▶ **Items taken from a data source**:
>> begin
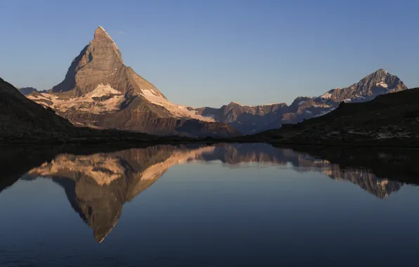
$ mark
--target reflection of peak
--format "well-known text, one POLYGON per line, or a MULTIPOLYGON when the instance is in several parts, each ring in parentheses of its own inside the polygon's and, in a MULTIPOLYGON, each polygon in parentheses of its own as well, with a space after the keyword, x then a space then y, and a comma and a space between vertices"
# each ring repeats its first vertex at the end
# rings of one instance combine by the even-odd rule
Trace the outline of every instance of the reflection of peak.
POLYGON ((124 203, 157 181, 170 167, 211 152, 212 147, 157 145, 91 155, 61 154, 29 171, 52 178, 101 242, 115 227, 124 203))
POLYGON ((392 178, 411 176, 418 166, 413 160, 419 158, 414 151, 408 157, 404 154, 404 157, 400 157, 397 153, 348 148, 299 148, 305 150, 246 143, 156 145, 91 155, 60 154, 49 163, 32 169, 25 178, 43 176, 60 184, 75 211, 93 229, 98 242, 102 242, 119 220, 124 204, 176 164, 219 160, 228 167, 252 162, 291 167, 296 171, 320 172, 335 180, 349 181, 380 199, 402 187, 402 182, 392 178), (385 168, 387 171, 380 173, 385 168))

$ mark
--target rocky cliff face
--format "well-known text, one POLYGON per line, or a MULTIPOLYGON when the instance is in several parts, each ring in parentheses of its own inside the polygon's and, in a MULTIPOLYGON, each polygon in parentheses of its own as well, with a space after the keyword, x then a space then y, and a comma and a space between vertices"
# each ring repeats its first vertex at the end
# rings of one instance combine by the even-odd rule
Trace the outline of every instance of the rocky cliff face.
POLYGON ((407 87, 399 77, 380 69, 349 87, 336 88, 315 98, 299 96, 290 105, 279 103, 246 106, 232 102, 220 108, 191 110, 226 122, 243 134, 254 134, 280 128, 283 124, 295 124, 321 116, 335 110, 342 101, 366 102, 379 95, 406 89, 407 87))
POLYGON ((47 92, 34 92, 27 97, 53 109, 75 125, 200 137, 240 134, 231 126, 212 124, 212 118, 169 101, 151 83, 124 64, 120 49, 101 27, 74 59, 61 83, 47 92), (185 124, 193 131, 183 126, 185 124))
POLYGON ((0 78, 0 138, 51 136, 73 128, 68 120, 26 98, 0 78))

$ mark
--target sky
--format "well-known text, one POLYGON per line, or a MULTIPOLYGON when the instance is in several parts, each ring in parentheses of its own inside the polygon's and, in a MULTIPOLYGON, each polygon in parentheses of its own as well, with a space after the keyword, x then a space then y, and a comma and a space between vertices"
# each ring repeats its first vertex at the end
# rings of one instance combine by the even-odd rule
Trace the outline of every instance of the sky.
POLYGON ((194 107, 290 103, 383 68, 419 86, 419 1, 0 1, 0 77, 49 89, 103 26, 124 63, 194 107))

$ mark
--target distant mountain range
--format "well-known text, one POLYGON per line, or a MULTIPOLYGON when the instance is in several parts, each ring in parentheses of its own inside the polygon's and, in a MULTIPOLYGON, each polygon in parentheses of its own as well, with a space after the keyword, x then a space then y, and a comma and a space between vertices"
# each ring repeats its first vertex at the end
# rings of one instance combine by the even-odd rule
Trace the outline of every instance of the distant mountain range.
POLYGON ((378 96, 365 103, 342 102, 321 117, 284 124, 244 139, 283 143, 419 145, 419 88, 378 96))
POLYGON ((297 123, 333 110, 342 101, 365 102, 377 96, 407 89, 384 70, 358 83, 318 97, 300 96, 290 105, 256 106, 231 102, 220 108, 174 104, 122 60, 120 49, 99 27, 94 39, 72 61, 64 80, 52 89, 22 93, 76 126, 116 129, 157 135, 229 137, 252 134, 283 124, 297 123))
POLYGON ((349 87, 336 88, 315 98, 299 96, 290 105, 283 103, 249 106, 231 102, 220 108, 205 107, 191 110, 250 134, 321 116, 335 110, 342 101, 366 102, 379 95, 406 89, 399 77, 380 69, 349 87))

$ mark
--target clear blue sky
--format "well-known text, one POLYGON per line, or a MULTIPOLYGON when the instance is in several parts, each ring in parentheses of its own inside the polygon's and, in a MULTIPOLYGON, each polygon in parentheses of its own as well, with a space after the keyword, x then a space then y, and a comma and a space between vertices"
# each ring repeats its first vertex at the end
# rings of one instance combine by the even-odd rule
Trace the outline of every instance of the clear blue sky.
POLYGON ((418 1, 0 1, 0 77, 47 89, 102 25, 172 101, 291 102, 377 69, 419 86, 418 1))

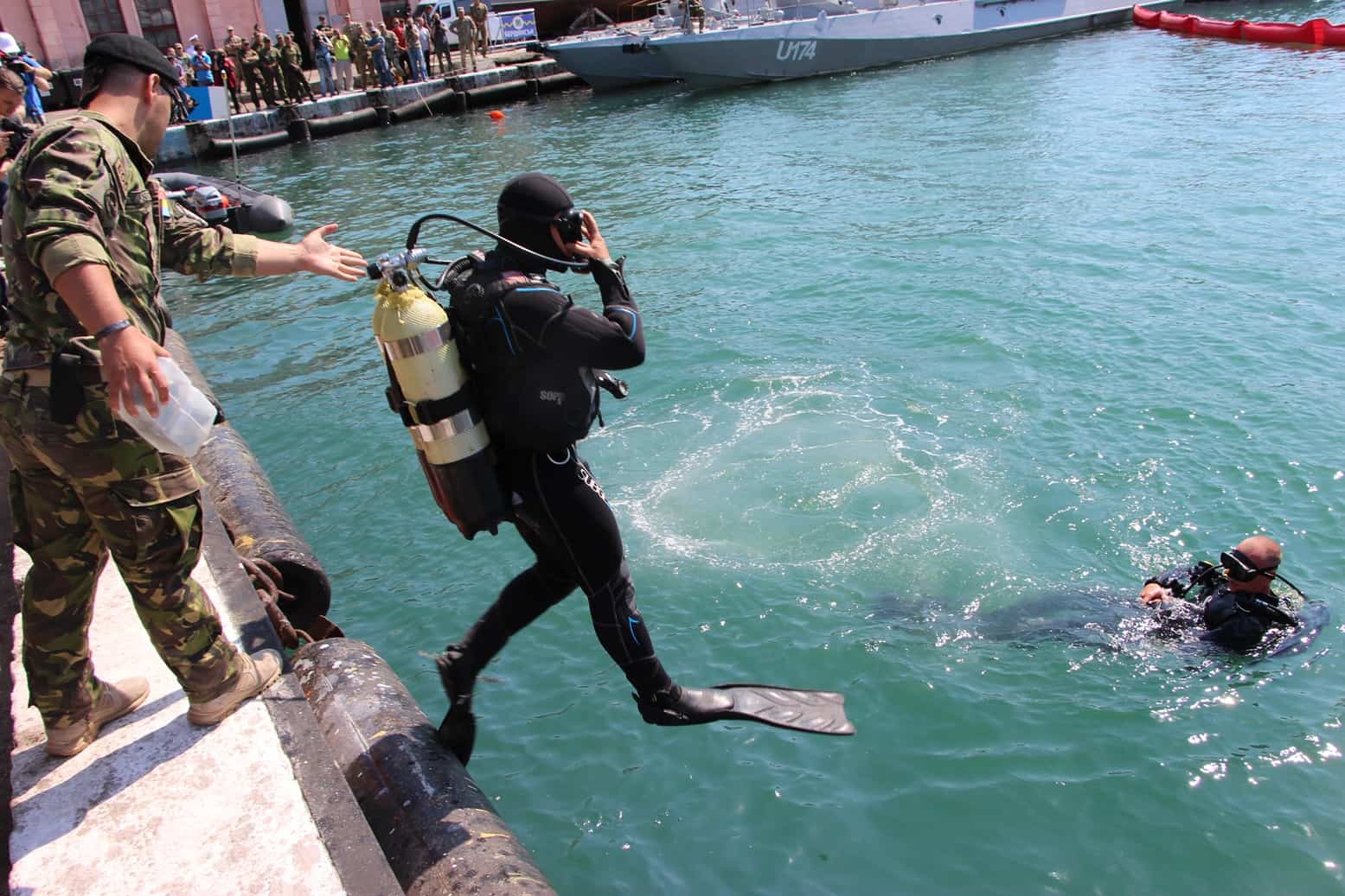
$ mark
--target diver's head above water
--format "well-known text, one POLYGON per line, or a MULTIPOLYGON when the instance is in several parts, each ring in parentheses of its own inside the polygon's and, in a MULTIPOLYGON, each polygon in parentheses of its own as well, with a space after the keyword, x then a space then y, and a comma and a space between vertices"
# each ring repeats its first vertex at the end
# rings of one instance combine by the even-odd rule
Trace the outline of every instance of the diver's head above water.
MULTIPOLYGON (((576 208, 570 193, 550 175, 531 171, 514 177, 500 191, 495 211, 499 215, 500 236, 539 255, 609 259, 607 243, 593 215, 576 208)), ((523 270, 570 270, 523 257, 503 243, 496 244, 496 250, 510 255, 523 270)))
MULTIPOLYGON (((577 228, 562 224, 577 216, 574 200, 550 175, 531 171, 514 177, 500 191, 495 211, 499 215, 500 235, 539 255, 569 258, 565 242, 577 242, 580 238, 577 228), (570 239, 562 242, 553 234, 558 224, 566 227, 565 235, 570 239)), ((507 247, 502 249, 507 251, 507 247)), ((542 262, 535 258, 518 261, 525 267, 542 269, 542 262)))
POLYGON ((1270 594, 1283 551, 1279 543, 1264 535, 1243 539, 1232 551, 1219 555, 1219 563, 1228 576, 1229 591, 1270 594))

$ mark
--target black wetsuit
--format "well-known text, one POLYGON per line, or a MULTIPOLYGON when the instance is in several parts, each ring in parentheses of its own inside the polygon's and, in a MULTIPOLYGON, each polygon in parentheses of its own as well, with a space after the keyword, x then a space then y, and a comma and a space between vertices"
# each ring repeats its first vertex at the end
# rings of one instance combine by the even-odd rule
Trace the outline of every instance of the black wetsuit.
MULTIPOLYGON (((487 262, 500 277, 522 269, 499 251, 487 255, 487 262)), ((473 377, 480 379, 477 394, 499 451, 500 482, 512 504, 514 524, 537 563, 504 586, 457 647, 475 674, 511 635, 578 587, 588 595, 593 630, 603 647, 638 693, 652 695, 666 692, 672 682, 635 607, 621 533, 603 488, 573 443, 550 450, 522 447, 511 443, 511 427, 502 420, 515 408, 502 407, 502 396, 510 390, 500 384, 507 376, 498 367, 500 359, 550 367, 557 379, 565 373, 573 377, 576 368, 624 369, 644 360, 644 328, 624 282, 597 266, 594 279, 603 294, 601 314, 573 305, 534 274, 531 282, 503 296, 500 313, 492 312, 464 334, 469 337, 465 355, 473 377)))
MULTIPOLYGON (((1217 643, 1228 650, 1250 653, 1266 638, 1272 627, 1295 625, 1291 610, 1275 594, 1251 591, 1231 591, 1224 571, 1208 563, 1192 567, 1173 567, 1149 579, 1145 584, 1157 582, 1165 588, 1200 609, 1204 623, 1201 641, 1217 643)), ((1159 610, 1165 623, 1177 627, 1189 614, 1182 609, 1159 610)), ((1192 621, 1194 622, 1194 621, 1192 621)))

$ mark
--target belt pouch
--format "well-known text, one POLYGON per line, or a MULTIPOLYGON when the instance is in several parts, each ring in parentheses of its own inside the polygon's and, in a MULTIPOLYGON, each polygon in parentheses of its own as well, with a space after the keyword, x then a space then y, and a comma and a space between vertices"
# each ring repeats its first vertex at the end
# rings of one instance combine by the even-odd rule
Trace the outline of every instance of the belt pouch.
POLYGON ((83 359, 69 352, 51 356, 51 419, 70 426, 83 410, 83 383, 79 382, 79 368, 83 359))

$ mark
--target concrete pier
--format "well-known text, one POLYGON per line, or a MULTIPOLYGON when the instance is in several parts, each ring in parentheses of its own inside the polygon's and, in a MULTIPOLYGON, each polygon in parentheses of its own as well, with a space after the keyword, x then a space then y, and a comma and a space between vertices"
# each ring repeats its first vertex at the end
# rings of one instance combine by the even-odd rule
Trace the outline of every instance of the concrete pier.
MULTIPOLYGON (((397 107, 418 102, 440 90, 451 89, 465 95, 502 85, 518 85, 522 89, 527 85, 547 85, 561 75, 565 75, 565 70, 553 59, 523 50, 502 51, 492 54, 490 60, 482 60, 480 69, 476 71, 459 73, 447 78, 436 77, 395 87, 378 87, 312 102, 286 103, 274 109, 235 114, 231 120, 215 118, 206 122, 174 125, 159 145, 155 164, 164 168, 194 159, 217 157, 219 153, 211 149, 213 141, 218 144, 231 138, 280 136, 304 121, 325 121, 338 116, 352 116, 364 109, 397 107), (230 128, 233 133, 230 133, 230 128)), ((577 78, 572 79, 578 83, 577 78)))
MULTIPOLYGON (((206 514, 196 582, 233 641, 249 652, 278 647, 208 502, 206 514)), ((22 582, 27 555, 13 555, 22 582)), ((8 582, 0 587, 11 591, 8 582)), ((11 618, 17 654, 20 621, 11 618)), ((98 582, 90 643, 101 678, 145 676, 149 699, 78 756, 54 759, 15 656, 12 892, 402 892, 288 665, 262 699, 219 725, 190 725, 186 695, 110 563, 98 582)))

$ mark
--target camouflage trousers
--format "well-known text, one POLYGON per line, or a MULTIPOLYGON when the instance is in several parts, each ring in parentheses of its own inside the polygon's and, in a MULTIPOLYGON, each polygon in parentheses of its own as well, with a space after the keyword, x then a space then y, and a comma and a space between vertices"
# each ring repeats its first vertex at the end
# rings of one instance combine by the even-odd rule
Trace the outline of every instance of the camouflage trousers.
POLYGON ((89 652, 94 586, 108 556, 164 664, 194 701, 222 693, 238 649, 191 571, 200 555, 196 472, 160 454, 85 388, 70 426, 50 412, 50 390, 0 376, 0 443, 13 465, 13 541, 32 557, 23 583, 23 668, 47 728, 87 717, 102 685, 89 652))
>> end
Extract the part of the records that opens at their start and closes with the line containing "POLYGON ((124 203, 157", repeating each line unchanged and including both ends. Please leave the pictures out of your answer.

$ mark
--target reflection of peak
--format "well-known text, one POLYGON per line, or a MULTIPOLYGON when the instance is in several parts, each ring in parentheses of its own inside the polygon's and, in a MULTIPOLYGON, each polygon in parentheses of its own as well, with a space after the keyword, x then a space then y, and a comma and a space between vertices"
# each ring repeats its first vertex at the end
# rings of one instance combine by the even-odd rule
Trace the outline of every instance of the reflection of peak.
POLYGON ((124 203, 157 181, 170 167, 211 152, 212 147, 157 145, 91 155, 61 154, 29 171, 52 178, 101 242, 115 227, 124 203))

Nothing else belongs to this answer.